§ Reading text:
=======

ParquetDst#

Parquet destination arguments.

Parameters:

uri

Path to which the output should be written. Must be a URI to an accessible object store location. If set to "local", the query is executed locally. If None, the result will be written to a temporary location. This is useful for intermediate query results.

compression{‘lz4’, ‘uncompressed’, ‘snappy’, ‘gzip’, ‘lzo’, ‘brotli’, ‘zstd’}

Choose “zstd” for good compression performance. Choose “lz4” for fast compression/decompression. Choose “snappy” for more backwards compatibility guarantees when you deal with older parquet readers.

compression_level

The level of compression to use. Higher compression means smaller files on disk.

“gzip” : min-level: 0, max-level: 10.
“brotli” : min-level: 0, max-level: 11.
“zstd” : min-level: 1, max-level: 22.

statistics

Write statistics to the parquet headers. This is the default behavior.

Possible values:

True: enable default set of statistics (default). Some statistics may be disabled.
False: disable all statistics
“full”: calculate and write all available statistics. Cannot be combined with use_pyarrow.
{ "statistic-key": True / False, ... }. Cannot be combined with use_pyarrow. Available keys:
- “min”: column minimum value (default: True)

=======

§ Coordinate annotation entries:
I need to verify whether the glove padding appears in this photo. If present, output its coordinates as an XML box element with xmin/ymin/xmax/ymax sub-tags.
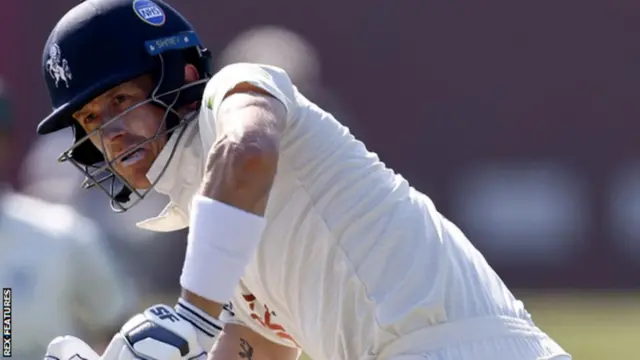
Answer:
<box><xmin>44</xmin><ymin>336</ymin><xmax>100</xmax><ymax>360</ymax></box>
<box><xmin>114</xmin><ymin>305</ymin><xmax>207</xmax><ymax>360</ymax></box>
<box><xmin>45</xmin><ymin>305</ymin><xmax>207</xmax><ymax>360</ymax></box>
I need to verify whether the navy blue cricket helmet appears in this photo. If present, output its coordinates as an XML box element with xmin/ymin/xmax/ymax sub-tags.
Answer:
<box><xmin>38</xmin><ymin>0</ymin><xmax>213</xmax><ymax>211</ymax></box>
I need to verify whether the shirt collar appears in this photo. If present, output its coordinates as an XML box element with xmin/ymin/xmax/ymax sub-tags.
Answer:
<box><xmin>147</xmin><ymin>114</ymin><xmax>196</xmax><ymax>196</ymax></box>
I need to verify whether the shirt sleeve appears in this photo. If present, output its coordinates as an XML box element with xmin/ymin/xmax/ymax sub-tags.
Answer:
<box><xmin>199</xmin><ymin>63</ymin><xmax>297</xmax><ymax>145</ymax></box>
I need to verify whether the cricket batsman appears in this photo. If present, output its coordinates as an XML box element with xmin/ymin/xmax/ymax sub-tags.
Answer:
<box><xmin>38</xmin><ymin>0</ymin><xmax>570</xmax><ymax>360</ymax></box>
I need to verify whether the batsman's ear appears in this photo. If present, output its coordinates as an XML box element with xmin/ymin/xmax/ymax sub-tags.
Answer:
<box><xmin>184</xmin><ymin>64</ymin><xmax>200</xmax><ymax>84</ymax></box>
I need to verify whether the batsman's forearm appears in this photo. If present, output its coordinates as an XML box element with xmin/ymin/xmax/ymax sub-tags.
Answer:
<box><xmin>180</xmin><ymin>288</ymin><xmax>223</xmax><ymax>319</ymax></box>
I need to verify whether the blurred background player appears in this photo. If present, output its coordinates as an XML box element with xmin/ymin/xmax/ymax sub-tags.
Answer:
<box><xmin>0</xmin><ymin>79</ymin><xmax>137</xmax><ymax>360</ymax></box>
<box><xmin>18</xmin><ymin>126</ymin><xmax>186</xmax><ymax>293</ymax></box>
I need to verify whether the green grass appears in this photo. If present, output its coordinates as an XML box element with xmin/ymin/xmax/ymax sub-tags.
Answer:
<box><xmin>522</xmin><ymin>293</ymin><xmax>640</xmax><ymax>360</ymax></box>
<box><xmin>303</xmin><ymin>292</ymin><xmax>640</xmax><ymax>360</ymax></box>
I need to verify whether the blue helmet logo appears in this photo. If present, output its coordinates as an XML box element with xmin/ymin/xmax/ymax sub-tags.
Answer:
<box><xmin>133</xmin><ymin>0</ymin><xmax>166</xmax><ymax>26</ymax></box>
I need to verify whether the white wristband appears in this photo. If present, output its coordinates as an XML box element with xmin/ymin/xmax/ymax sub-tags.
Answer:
<box><xmin>180</xmin><ymin>195</ymin><xmax>266</xmax><ymax>304</ymax></box>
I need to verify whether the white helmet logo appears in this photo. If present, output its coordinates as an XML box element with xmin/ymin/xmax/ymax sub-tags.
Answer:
<box><xmin>45</xmin><ymin>44</ymin><xmax>72</xmax><ymax>88</ymax></box>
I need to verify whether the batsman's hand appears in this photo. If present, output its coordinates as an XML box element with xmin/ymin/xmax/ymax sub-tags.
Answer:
<box><xmin>45</xmin><ymin>305</ymin><xmax>207</xmax><ymax>360</ymax></box>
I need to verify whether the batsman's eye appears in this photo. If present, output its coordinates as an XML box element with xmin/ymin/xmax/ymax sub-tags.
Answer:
<box><xmin>82</xmin><ymin>114</ymin><xmax>98</xmax><ymax>125</ymax></box>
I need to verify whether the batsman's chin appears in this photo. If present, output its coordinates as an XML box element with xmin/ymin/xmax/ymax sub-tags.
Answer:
<box><xmin>116</xmin><ymin>160</ymin><xmax>152</xmax><ymax>190</ymax></box>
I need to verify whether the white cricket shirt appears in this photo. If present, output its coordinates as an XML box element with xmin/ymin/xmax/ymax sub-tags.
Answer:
<box><xmin>138</xmin><ymin>63</ymin><xmax>530</xmax><ymax>359</ymax></box>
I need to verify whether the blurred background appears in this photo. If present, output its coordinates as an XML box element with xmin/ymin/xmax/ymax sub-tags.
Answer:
<box><xmin>0</xmin><ymin>0</ymin><xmax>640</xmax><ymax>360</ymax></box>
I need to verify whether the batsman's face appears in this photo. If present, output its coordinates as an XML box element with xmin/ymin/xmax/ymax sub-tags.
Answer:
<box><xmin>73</xmin><ymin>75</ymin><xmax>167</xmax><ymax>189</ymax></box>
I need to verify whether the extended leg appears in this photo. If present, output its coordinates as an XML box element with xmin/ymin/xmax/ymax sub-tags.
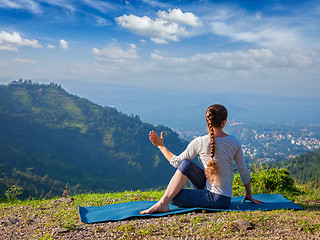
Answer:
<box><xmin>140</xmin><ymin>170</ymin><xmax>188</xmax><ymax>214</ymax></box>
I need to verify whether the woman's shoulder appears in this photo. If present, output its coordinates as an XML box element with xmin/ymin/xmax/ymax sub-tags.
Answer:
<box><xmin>219</xmin><ymin>135</ymin><xmax>240</xmax><ymax>145</ymax></box>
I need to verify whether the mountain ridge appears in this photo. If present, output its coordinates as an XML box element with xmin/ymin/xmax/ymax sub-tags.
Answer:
<box><xmin>0</xmin><ymin>81</ymin><xmax>187</xmax><ymax>197</ymax></box>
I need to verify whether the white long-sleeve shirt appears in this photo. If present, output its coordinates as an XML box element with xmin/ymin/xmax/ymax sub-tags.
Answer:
<box><xmin>170</xmin><ymin>135</ymin><xmax>251</xmax><ymax>197</ymax></box>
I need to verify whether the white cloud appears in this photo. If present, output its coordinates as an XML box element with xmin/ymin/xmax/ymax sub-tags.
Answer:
<box><xmin>115</xmin><ymin>9</ymin><xmax>200</xmax><ymax>43</ymax></box>
<box><xmin>47</xmin><ymin>44</ymin><xmax>56</xmax><ymax>49</ymax></box>
<box><xmin>150</xmin><ymin>49</ymin><xmax>319</xmax><ymax>72</ymax></box>
<box><xmin>157</xmin><ymin>9</ymin><xmax>201</xmax><ymax>27</ymax></box>
<box><xmin>59</xmin><ymin>39</ymin><xmax>69</xmax><ymax>50</ymax></box>
<box><xmin>95</xmin><ymin>16</ymin><xmax>112</xmax><ymax>27</ymax></box>
<box><xmin>0</xmin><ymin>31</ymin><xmax>42</xmax><ymax>52</ymax></box>
<box><xmin>0</xmin><ymin>0</ymin><xmax>42</xmax><ymax>14</ymax></box>
<box><xmin>82</xmin><ymin>0</ymin><xmax>115</xmax><ymax>12</ymax></box>
<box><xmin>10</xmin><ymin>58</ymin><xmax>36</xmax><ymax>63</ymax></box>
<box><xmin>91</xmin><ymin>43</ymin><xmax>138</xmax><ymax>63</ymax></box>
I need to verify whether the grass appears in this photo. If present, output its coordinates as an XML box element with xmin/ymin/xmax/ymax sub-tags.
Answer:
<box><xmin>0</xmin><ymin>177</ymin><xmax>320</xmax><ymax>239</ymax></box>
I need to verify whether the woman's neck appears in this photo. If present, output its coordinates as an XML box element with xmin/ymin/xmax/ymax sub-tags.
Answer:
<box><xmin>213</xmin><ymin>128</ymin><xmax>228</xmax><ymax>137</ymax></box>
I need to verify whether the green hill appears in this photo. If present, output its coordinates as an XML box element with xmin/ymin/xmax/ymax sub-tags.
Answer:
<box><xmin>0</xmin><ymin>80</ymin><xmax>186</xmax><ymax>197</ymax></box>
<box><xmin>269</xmin><ymin>150</ymin><xmax>320</xmax><ymax>182</ymax></box>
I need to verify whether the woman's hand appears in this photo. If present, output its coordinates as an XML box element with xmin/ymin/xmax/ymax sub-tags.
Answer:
<box><xmin>242</xmin><ymin>194</ymin><xmax>262</xmax><ymax>204</ymax></box>
<box><xmin>149</xmin><ymin>131</ymin><xmax>164</xmax><ymax>147</ymax></box>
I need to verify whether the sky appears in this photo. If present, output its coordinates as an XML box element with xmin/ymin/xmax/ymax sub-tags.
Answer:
<box><xmin>0</xmin><ymin>0</ymin><xmax>320</xmax><ymax>98</ymax></box>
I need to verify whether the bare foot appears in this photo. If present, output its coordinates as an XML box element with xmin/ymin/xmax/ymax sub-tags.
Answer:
<box><xmin>140</xmin><ymin>202</ymin><xmax>170</xmax><ymax>214</ymax></box>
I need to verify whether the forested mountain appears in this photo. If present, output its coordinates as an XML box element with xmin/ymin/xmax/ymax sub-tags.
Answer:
<box><xmin>0</xmin><ymin>80</ymin><xmax>186</xmax><ymax>197</ymax></box>
<box><xmin>269</xmin><ymin>150</ymin><xmax>320</xmax><ymax>183</ymax></box>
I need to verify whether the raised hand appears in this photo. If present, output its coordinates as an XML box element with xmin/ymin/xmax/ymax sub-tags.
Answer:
<box><xmin>149</xmin><ymin>131</ymin><xmax>164</xmax><ymax>147</ymax></box>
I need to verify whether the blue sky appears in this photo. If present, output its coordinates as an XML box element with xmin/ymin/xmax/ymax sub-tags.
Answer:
<box><xmin>0</xmin><ymin>0</ymin><xmax>320</xmax><ymax>98</ymax></box>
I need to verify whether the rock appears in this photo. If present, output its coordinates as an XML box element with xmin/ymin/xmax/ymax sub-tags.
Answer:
<box><xmin>51</xmin><ymin>228</ymin><xmax>69</xmax><ymax>236</ymax></box>
<box><xmin>233</xmin><ymin>220</ymin><xmax>254</xmax><ymax>230</ymax></box>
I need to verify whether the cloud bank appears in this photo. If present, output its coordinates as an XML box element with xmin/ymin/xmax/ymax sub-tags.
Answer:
<box><xmin>115</xmin><ymin>9</ymin><xmax>201</xmax><ymax>43</ymax></box>
<box><xmin>0</xmin><ymin>31</ymin><xmax>42</xmax><ymax>52</ymax></box>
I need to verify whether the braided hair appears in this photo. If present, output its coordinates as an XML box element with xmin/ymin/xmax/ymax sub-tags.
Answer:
<box><xmin>205</xmin><ymin>104</ymin><xmax>228</xmax><ymax>183</ymax></box>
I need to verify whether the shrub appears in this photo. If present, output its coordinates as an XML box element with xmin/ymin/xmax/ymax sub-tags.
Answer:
<box><xmin>232</xmin><ymin>168</ymin><xmax>299</xmax><ymax>195</ymax></box>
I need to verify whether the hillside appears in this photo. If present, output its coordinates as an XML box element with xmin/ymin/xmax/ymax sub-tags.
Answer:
<box><xmin>270</xmin><ymin>150</ymin><xmax>320</xmax><ymax>182</ymax></box>
<box><xmin>0</xmin><ymin>80</ymin><xmax>186</xmax><ymax>197</ymax></box>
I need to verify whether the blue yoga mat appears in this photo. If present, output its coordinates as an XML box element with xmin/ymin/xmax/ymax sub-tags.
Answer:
<box><xmin>79</xmin><ymin>194</ymin><xmax>303</xmax><ymax>223</ymax></box>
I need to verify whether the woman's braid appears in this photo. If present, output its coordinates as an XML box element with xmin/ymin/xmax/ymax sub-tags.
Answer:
<box><xmin>205</xmin><ymin>104</ymin><xmax>228</xmax><ymax>183</ymax></box>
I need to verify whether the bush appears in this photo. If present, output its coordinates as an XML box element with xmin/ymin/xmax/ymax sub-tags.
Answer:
<box><xmin>232</xmin><ymin>168</ymin><xmax>299</xmax><ymax>196</ymax></box>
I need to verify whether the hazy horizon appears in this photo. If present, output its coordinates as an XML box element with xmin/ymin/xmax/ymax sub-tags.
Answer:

=======

§ Tasks:
**1)** According to the Parquet destination reference, which compression option should be chosen for fast compression and decompression?
**2)** Continue the Parquet destination reference from the point where it stops.

§ Per-task answers:
**1)** Choose "lz4" for fast compression and decompression.

**2)**
- “max”: column maximum value (default: True)
- “distinct_count”: number of unique column values (default: False)
- “null_count”: number of null values in column (default: True)

row_group_size

Size of the row groups in number of rows. Defaults to 512^2 rows.

data_page_size

Size of the data page in bytes. Defaults to 1024^2 bytes.

storage_options

Options that indicate how to connect to a cloud provider.

The cloud providers currently supported are AWS, GCP, and Azure. See supported keys here:

aws
gcp
azure
Hugging Face (hf://): Accepts an API key under the token parameter: {'token': '...'}, or by setting the HF_TOKEN environment variable.

If storage_options is not provided, Polars will try to infer the information from environment variables.

credential_provider

Provide a function that can be called to provide cloud storage credentials. The function is expected to return a dictionary of credential keys along with an optional credential expiry time.

Warning

This functionality is considered unstable. It may be changed at any point without it being considered a breaking change.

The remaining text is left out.